=== Input ===
● ● ● ● ● ● ●
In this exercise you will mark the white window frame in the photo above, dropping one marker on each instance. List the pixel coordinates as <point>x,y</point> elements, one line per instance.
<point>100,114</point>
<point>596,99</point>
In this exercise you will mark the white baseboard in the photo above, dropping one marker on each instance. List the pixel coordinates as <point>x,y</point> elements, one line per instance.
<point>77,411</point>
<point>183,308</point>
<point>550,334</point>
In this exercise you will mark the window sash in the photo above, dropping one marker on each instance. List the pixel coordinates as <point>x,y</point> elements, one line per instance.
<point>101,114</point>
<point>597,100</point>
● ● ● ● ● ● ●
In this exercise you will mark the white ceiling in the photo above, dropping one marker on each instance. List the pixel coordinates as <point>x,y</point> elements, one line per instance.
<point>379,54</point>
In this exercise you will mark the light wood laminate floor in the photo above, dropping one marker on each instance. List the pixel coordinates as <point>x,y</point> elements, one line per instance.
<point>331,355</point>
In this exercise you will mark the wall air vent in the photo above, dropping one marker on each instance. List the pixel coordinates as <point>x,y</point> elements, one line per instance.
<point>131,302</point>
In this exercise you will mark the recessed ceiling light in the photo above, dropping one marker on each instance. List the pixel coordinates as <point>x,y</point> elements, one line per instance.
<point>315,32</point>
● ● ● ● ● ● ●
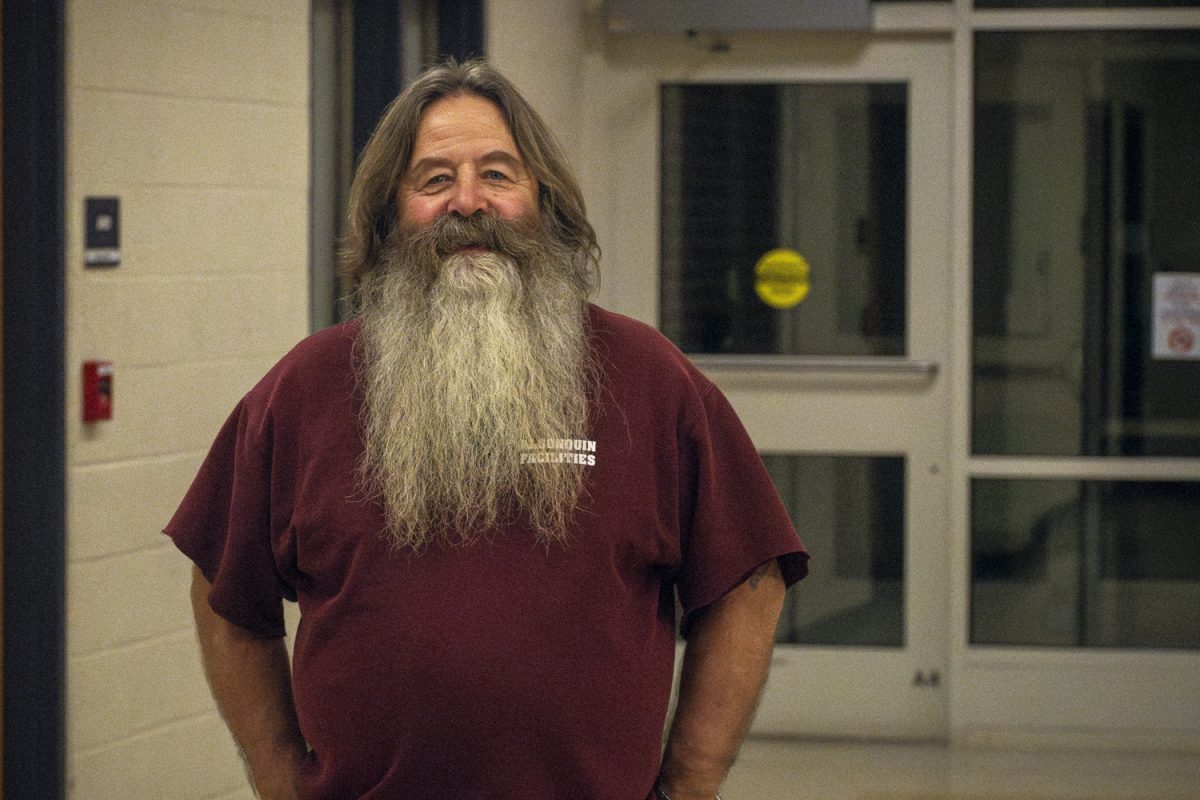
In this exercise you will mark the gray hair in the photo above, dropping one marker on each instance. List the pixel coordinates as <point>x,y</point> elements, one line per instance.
● ● ● ● ● ● ●
=== Short problem ===
Reproduce the material above word for word, from the line containing "In this exercise you will mark the window" through the line containing "<point>597,100</point>", including both of those lines.

=== Written reply ===
In this exercise you will mark the window sash in the photo above, dropping one marker on each instance. List the pixel coordinates as <point>x,y</point> elements, one line per instance.
<point>101,114</point>
<point>597,100</point>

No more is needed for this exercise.